## Énoncé 1
D'après l'extrait sur la gestion des compétences dans les pôles de compétitivité, en quelle année les pouvoirs publics ont-ils lancé la phase dite des « pôles 2.0 » ?
## Énoncé 2
Reprenez l'extrait sur la gestion des compétences dans les pôles de compétitivité juste après sa dernière phrase, en conservant son registre.

38Notre recherche nous permet d’identifier quatre grands défis à relever pour rendre effectifs les deux versants de cette gestion des compétences étendues.
39Le premier d’entre eux est de construire une réelle légitimité pour l’opérateur facilitant ou assurant officiellement cette fonction de tête de réseau, ni firme-pivot « ordonnatrice » ni simple chambre d’enregistrement de collaborations émergentes. Si cette légitimité paraît établie pour ce qui est de la mise en projets et de la collecte de fonds pour l’innovation, notre recherche montre qu’elle n’est pas acquise pour des activités de gestion des ressources humaines et des compétences, souvent considérées comme chasse gardée de chaque membre. Certaines équipes d’animation en pôles de compétitivité y sont parvenues, d’autres moins ; comme le déclarait un chargé de mission rencontré, « Il faut d’abord prouver qu’on est crédible sur les actions de base pour agir sur tout ce qui est compétence. » Sans doute les pouvoirs publics ont-ils voulu aider cette légitimité naissante des pôles sur le terrain de la GRH en lançant en 2008 la phase dite des « pôles 2.0 », où l’accent devait désormais être mis sur « la gestion des compétences, sur l’attraction des talents, et sur la visibilité internationale » [2].

## Données fournies
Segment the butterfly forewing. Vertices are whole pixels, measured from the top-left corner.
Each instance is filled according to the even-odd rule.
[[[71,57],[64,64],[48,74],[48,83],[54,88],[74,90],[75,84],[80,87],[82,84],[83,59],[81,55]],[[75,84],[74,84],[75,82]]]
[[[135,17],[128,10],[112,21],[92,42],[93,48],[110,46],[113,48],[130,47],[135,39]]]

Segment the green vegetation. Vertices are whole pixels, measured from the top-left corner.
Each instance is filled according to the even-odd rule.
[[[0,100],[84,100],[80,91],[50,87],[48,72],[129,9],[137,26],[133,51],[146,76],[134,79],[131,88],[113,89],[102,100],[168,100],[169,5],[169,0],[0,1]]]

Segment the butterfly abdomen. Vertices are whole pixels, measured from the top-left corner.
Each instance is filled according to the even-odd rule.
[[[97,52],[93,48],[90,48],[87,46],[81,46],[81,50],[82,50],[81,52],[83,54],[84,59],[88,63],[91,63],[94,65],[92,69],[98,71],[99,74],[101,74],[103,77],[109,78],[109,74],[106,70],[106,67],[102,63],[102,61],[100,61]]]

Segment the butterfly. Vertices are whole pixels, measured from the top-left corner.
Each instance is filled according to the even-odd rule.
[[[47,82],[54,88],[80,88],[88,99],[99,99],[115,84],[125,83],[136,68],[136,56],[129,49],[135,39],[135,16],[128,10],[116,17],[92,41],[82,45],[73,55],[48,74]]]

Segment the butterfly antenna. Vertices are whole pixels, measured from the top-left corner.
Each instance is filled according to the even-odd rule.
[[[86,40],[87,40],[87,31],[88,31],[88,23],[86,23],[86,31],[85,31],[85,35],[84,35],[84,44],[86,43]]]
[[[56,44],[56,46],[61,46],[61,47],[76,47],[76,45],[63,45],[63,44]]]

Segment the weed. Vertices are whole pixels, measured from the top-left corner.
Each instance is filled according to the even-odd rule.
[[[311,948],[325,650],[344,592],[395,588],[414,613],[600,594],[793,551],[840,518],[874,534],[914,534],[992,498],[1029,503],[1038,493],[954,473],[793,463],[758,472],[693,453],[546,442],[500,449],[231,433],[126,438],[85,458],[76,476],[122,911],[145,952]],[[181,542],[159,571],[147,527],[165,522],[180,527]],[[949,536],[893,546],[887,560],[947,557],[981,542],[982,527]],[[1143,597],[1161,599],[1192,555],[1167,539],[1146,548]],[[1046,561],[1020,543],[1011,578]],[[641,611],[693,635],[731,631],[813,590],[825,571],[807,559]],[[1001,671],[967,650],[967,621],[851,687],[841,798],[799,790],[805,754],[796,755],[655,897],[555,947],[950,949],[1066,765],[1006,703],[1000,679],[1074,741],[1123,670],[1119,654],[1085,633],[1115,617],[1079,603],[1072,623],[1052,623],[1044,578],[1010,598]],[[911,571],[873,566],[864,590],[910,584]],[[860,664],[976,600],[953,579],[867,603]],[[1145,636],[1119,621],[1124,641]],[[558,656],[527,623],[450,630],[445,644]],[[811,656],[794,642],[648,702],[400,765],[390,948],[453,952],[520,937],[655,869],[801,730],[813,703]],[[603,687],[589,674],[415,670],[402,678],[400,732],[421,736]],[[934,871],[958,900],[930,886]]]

## Résultat attendu 1
En 2008.

## Résultat attendu 2
40Un deuxième défi consiste, comme des auteurs précédents l’avaient noté (Defélix et Mazzilli, 2009), à construire de vrais dispositifs de gestion inter-organisationnels. L’examen des pratiques naissantes montre qu’en matière de GRH ceux-ci semblent plus aisés à concevoir et à faire vivre pour ce qui est de l’acquisition des ressources humaines (identification de compétences critiques, communication sur les métiers) et de leur régulation (formations mutualisées), que pour ce qui concerne proprement la stimulation des ressources humaines, autrement dit l’évaluation et la rétribution des personnes (Colle et al., 2008). Dans un rapport récent, l’Inspection générale des affaires sociales invitait à cet égard les Directions régionales de l’industrie, de la recherche et de l’environnement à jouer un rôle pour favoriser les pratiques innovantes en la matière [3].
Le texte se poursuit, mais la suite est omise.